* **TASK SET**
1. In the Trypanosoma melophagium article, condense the paragraph beginning "This specific life cycle" into a short bulleted list that keeps its main facts.
2. According to the Trypanosoma melophagium article, where is the kinetoplast of T. melophagium placed?
3. Extend the Trypanosoma melophagium article from the point where it ends.

* **PAGE TEXT**
Trypanosoma melophagium

Scientific classification
- Domain: Eukaryota
- Clade: Discoba
- Phylum: Euglenozoa
- Class: Kinetoplastea
- Order: Trypanosomatida
- Family: Trypanosomatidae
- Genus: Trypanosoma
- Subgenus: Megatrypanum
- Species: T. melophagium
- Binomial name: Trypanosoma melophagium Flu, 1908

= Trypanosoma melophagium =

- Genus: Trypanosoma
- Species: melophagium
- Authority: Flu, 1908

Species of Kinetoplastea

Trypanosoma melophagium is a protozoan species found within the unicellular parasitic genus Trypanosoma, class Kinetoplastea, and overall phylum Euglenozoa.

== Morphology ==
Generally the morphology of Trypanosoma protozoans possess an elongated slender body shape containing a nucleus, nucleolus, undulating membrane, attached flagellum, free flagellum, pellide, ectoplasm, endoplasm, reserve food granules, blepharoplast of basal granule, and a kinetoplast. Some distinguishing characteristics of the T. melophagium species is the placement of the kinetoplast being closer to the nucleus rather than to the posterior end and a pointed tail. This helps to differentiate T. melophagium from other Trypanosoma species such as T. cruzi, T. lewisi, T. rangeli and more. All of which follow the same life cycle as T. melophagium known as stercorarian trypanosomes.

== Life cycle ==
This specific life cycle is used with Trypanosoma protozoans which are transferred to their mammalian host through the feces of an infected fly therefore splitting the parasites life cycle in two. The first part being the "developmental stage" where the asexual reproduction of the parasite occurs in the flies hind-gut and the second part is when the transmission of the fly infects the mammalian host via feces. In the case of T. melophagium the derived host or vector is the Melophagus ovinus fly also known as "sheep ked" and the mammalian hosts for these parasites are mainly sheep and lambs.

* **PROVIDED DATA**
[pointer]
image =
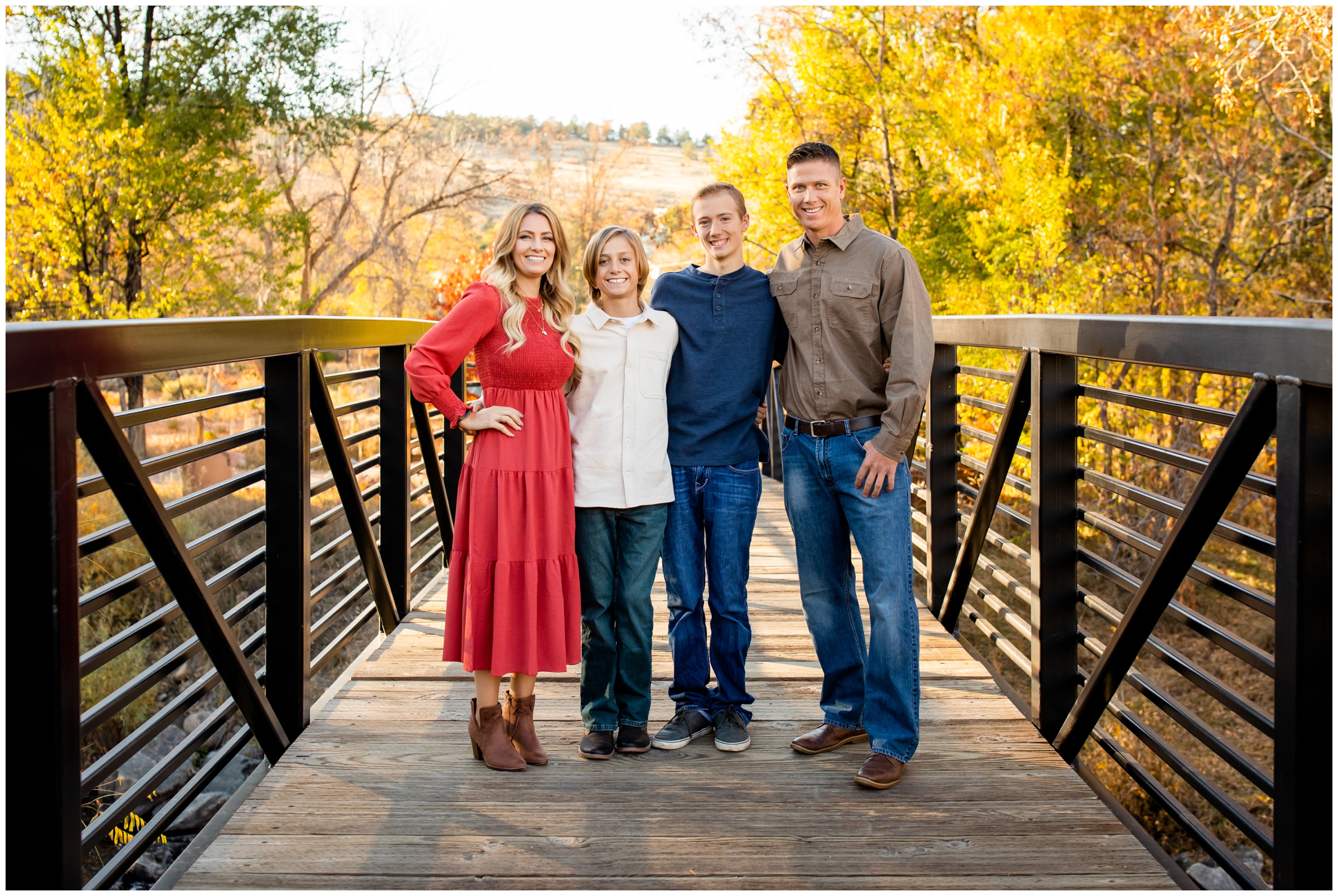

* **ANSWERS BY TASK**
1.
- The life cycle applies to Trypanosoma protozoans passed to a mammalian host through the feces of an infected fly, which splits it into two parts.
- First part, the "developmental stage": the parasite reproduces asexually in the fly's hind-gut.
- Second part: the fly transmits the infection to the mammalian host via feces.
- For T. melophagium, the vector is the Melophagus ovinus fly ("sheep ked"), and the mammalian hosts are mainly sheep and lambs.

2. Closer to the nucleus rather than to the posterior end.

3.
Furthermore, given that information the step-by-step life cycle of T. melophagium would consist of the following: 1. Sheep ked becomes infected with T. melophagium from an infected blood meal filled with trypomastigotes from a mammalian (sheep/lamb) 2. T. melophagium parasites travel to the hind intestinal tract of the fly where they replicate turning trypomastigotes into epimastigotes 3. These epimastigotes then attach to the rectum and become trypomastigotes and exit the fly via feces 4. Mammalian host become infected when the feces filled with trypomastigotes enter the mammal's body via mucus membranes or wound 5. Once in the host the trypomastigotes circulate through blood stream and reach other bodily fluids transforming into amastigotes 6. The amastigotes then begin to reproduce asexually through binary fission 7. amastigotes turn into trypomastigotes, and the cycle continues.

== Symptoms and treatments ==

Now that there is a better understanding within the life cycle of Trypanosoma melophagium the symptoms and treatment will come more easily. Although T. melophagium is a nonpathogenic parasite the sheep ked that feeds on the mammal's blood could cause the mammal to become anemic and or lose weight in severe cases. The bite from the fly could also cause skin irritation leading the mammal to rub itself causing wool or fur to become patchy, and the feces from the fly will cause discoloration to the fur or wool.

So, in order to stop the spread of T. melophagium there would have to be a removal of the sheep ked. To remove the sheep ked from the mammals they must be treated by either shearing the wool/fur or using treatment dips that have ivermectin or pyrethrin in them to kill the adult keds. While the dip treatments will get rid of adult keds they will not get rid of the eggs so these treatments must be done continuously. Along with shearing the wool/fur and or using treatment dips it is advised to use insecticides to decrease the population of the sheep keds altogether. Decreasing the population of sheep keds will further stop the spread of T. melophagium because if there is no vector to transmit the protozoan parasite then it cannot get to the mammalian host to infect it.